**ASSIGNMENT:**
Please repeat each line below exactly, with no images in the copy.

**EXERCISE DATA:**
·····
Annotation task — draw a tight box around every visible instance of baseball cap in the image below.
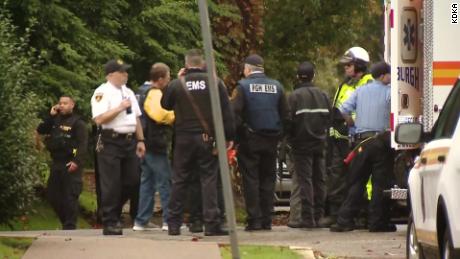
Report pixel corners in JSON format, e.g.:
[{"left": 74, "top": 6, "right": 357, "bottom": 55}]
[
  {"left": 244, "top": 54, "right": 264, "bottom": 67},
  {"left": 297, "top": 61, "right": 315, "bottom": 81},
  {"left": 370, "top": 61, "right": 391, "bottom": 78},
  {"left": 104, "top": 59, "right": 131, "bottom": 75}
]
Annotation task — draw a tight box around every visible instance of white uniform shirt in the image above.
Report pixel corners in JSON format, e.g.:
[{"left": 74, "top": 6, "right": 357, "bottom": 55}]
[{"left": 91, "top": 82, "right": 141, "bottom": 133}]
·····
**ANSWER:**
Annotation task — draw a tight box around every visible instance of baseball cap in the image below.
Report pixel corners in JSON format, e.g.:
[{"left": 74, "top": 6, "right": 357, "bottom": 55}]
[
  {"left": 244, "top": 54, "right": 264, "bottom": 67},
  {"left": 297, "top": 61, "right": 315, "bottom": 81},
  {"left": 370, "top": 61, "right": 391, "bottom": 78},
  {"left": 104, "top": 59, "right": 131, "bottom": 75}
]
Annotation task — draw a tight box around every visible instance of white uniform shirt in the image above.
Report pixel corners in JSON format, e.g.:
[{"left": 74, "top": 6, "right": 357, "bottom": 55}]
[{"left": 91, "top": 82, "right": 141, "bottom": 133}]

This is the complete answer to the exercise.